■ Provided text
Chef and author Eric Tucker avoids all animal and GMO ingredients to create dishes such as ragout of wild mushrooms and leeks, butternut squash inside a flaky phyllo purse and artichoke enchiladas. The excellent organic wine list has 130 selections from some of the best vineyards in the world.
Asia de Cuba blends Asian and Latin American elements to create dishes like bananas paired with fried calamari and bitter greens, coffee-smoked Cuban baby back ribs with slaw and tuna tartare with Spanish olives, black currants, almonds and coconut layered on wonton chips.
Executive Chef Phillipe Chevalier offers such luncheon favorites as onion soup gratinée, croque Monsieur and salade Niçoise. The dinner menu features such delectable fare as roasted lamb sirloin and flank steak with flambéed cognac.
The menu changes daily depending on what’s fresh. Diners may wish to start with an array of shellfish appetizers, followed by dishes such as skate wing stuffed with Dungeness crab, tartar of Alaskan salmon or sautéed Gulf shrimp with potato risotto.
Chef Hubert Keller, honored as the Clinton White House’s first guest chef, draws from his Alsatian roots for inspiration. A three- to five-course menu features such delectables as lamb loin with 'joues d’agneau' in a spiced honey and caramelized cumin seed sauce, and a citrus and fennel-crusted Alaskan halibut with crab meat cigars, lemon verbena and blood orange jus and a shiitake confit.

■ Dataset content

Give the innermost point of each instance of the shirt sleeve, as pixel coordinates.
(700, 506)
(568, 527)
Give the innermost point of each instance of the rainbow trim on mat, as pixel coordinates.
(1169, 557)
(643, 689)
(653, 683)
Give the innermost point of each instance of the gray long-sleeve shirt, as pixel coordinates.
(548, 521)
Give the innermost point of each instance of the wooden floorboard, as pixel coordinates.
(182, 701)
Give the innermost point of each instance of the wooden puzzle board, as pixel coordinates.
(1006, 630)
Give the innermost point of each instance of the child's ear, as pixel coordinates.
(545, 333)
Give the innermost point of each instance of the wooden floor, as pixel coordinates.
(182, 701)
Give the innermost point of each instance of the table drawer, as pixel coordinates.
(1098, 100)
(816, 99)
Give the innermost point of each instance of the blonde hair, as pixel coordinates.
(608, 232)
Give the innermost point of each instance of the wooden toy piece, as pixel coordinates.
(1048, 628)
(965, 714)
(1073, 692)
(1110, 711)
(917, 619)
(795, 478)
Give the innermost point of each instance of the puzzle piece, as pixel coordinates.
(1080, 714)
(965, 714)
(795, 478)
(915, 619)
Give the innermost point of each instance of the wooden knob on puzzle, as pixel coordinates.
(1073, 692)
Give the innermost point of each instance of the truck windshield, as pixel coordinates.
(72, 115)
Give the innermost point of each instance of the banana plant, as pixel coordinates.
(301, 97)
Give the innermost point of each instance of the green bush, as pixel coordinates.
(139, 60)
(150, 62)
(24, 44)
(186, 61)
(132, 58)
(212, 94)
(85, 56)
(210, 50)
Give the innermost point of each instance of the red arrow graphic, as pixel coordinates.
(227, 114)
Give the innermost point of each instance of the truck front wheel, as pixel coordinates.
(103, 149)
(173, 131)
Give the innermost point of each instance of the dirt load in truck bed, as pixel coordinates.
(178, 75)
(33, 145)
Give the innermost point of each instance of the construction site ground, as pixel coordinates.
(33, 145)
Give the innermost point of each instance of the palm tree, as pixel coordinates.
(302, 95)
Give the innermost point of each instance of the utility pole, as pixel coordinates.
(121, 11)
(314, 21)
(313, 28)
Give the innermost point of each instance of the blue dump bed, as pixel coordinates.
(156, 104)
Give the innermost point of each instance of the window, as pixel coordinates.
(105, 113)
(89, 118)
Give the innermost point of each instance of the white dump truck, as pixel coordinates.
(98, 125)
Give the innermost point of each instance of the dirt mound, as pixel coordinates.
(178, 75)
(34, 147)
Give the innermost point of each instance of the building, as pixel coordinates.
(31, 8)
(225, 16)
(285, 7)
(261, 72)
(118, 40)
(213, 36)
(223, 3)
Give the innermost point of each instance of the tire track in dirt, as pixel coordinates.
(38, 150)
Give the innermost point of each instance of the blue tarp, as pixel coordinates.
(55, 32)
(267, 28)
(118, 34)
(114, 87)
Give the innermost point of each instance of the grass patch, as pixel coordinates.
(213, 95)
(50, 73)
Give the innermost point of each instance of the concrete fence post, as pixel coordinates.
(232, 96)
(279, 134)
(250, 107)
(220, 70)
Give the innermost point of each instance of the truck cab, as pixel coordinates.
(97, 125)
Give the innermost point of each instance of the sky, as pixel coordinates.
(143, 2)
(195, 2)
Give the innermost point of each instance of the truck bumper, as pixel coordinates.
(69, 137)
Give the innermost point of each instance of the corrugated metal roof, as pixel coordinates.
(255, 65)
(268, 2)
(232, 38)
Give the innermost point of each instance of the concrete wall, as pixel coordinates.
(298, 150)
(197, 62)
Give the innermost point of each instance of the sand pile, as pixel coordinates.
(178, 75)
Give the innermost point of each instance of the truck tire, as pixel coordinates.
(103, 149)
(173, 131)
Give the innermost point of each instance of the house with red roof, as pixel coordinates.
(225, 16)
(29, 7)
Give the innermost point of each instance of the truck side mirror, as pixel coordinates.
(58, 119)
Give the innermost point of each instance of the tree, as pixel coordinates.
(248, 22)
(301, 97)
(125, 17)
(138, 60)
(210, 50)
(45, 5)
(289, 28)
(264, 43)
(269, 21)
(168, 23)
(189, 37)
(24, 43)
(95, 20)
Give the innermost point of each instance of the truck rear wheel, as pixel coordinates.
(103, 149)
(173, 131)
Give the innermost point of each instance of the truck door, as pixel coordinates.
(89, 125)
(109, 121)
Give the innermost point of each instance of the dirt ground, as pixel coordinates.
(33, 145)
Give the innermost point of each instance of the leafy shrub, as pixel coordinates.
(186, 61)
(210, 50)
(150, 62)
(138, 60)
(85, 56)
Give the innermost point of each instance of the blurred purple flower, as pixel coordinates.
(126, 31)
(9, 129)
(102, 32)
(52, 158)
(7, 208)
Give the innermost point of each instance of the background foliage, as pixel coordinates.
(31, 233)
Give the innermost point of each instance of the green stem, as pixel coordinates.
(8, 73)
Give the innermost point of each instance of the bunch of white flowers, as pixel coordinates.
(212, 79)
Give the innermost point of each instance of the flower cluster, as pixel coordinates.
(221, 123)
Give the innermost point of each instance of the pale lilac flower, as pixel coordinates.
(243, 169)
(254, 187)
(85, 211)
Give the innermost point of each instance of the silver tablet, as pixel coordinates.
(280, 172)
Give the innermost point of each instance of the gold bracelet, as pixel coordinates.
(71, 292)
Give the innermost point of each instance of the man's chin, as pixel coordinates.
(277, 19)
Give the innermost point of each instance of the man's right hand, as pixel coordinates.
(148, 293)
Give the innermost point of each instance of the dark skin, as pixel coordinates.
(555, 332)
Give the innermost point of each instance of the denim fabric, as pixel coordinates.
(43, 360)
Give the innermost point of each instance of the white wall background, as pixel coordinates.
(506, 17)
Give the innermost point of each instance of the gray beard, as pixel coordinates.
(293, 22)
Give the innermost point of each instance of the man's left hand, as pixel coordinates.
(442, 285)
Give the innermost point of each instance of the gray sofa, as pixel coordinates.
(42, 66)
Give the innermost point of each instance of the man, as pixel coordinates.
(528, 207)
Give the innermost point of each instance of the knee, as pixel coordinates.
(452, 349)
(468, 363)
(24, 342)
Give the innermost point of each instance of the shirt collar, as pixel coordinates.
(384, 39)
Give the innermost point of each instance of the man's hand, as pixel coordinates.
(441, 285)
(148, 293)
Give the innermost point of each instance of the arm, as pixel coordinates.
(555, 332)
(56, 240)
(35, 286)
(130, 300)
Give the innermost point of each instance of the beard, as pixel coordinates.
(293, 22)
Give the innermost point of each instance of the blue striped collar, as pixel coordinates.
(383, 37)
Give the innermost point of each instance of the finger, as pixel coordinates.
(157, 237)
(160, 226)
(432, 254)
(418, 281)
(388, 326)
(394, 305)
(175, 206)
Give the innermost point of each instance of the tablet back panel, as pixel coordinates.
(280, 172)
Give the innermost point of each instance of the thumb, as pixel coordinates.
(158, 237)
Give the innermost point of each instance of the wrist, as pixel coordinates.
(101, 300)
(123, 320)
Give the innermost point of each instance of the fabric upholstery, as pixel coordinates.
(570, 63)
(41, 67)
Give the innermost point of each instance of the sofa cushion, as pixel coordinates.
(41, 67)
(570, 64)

■ What the task asks
Summarize the restaurant descriptions above in three sentences.

■ Task answer
Chef and author Eric Tucker avoids all animal and GMO ingredients, and his restaurant has an organic wine list of 130 selections. Asia de Cuba blends Asian and Latin American elements, and Executive Chef Phillipe Chevalier offers dishes such as onion soup gratinée at lunch and roasted lamb sirloin at dinner. Another menu changes daily depending on what's fresh and includes shellfish appetizers and fish dishes, while Chef Hubert Keller, the Clinton White House's first guest chef, draws on his Alsatian roots for a three- to five-course menu.